Coordinate labeling data
· · · ·

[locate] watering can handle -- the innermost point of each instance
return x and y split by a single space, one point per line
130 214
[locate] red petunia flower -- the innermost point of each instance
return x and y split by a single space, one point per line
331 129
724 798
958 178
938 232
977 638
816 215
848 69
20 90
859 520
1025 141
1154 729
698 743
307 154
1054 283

· · · ·

**Exercise requirements**. Convert every line of the rows above into a numbered list, leaving out any blank lines.

**Response to this exercise**.
1. [locate] watering can handle -- the innermost point of each instance
2. return x and y split by a single space, one point per line
3. 130 214
4. [locate] red petunia flower -- the innermost point of each instance
5. return x and y split by a single space, one point per line
6. 331 129
7. 724 798
8. 958 178
9. 938 232
10. 977 638
11. 816 215
12. 848 69
13. 20 90
14. 859 520
15. 1025 141
16. 1154 729
17. 698 743
18. 307 154
19. 1054 283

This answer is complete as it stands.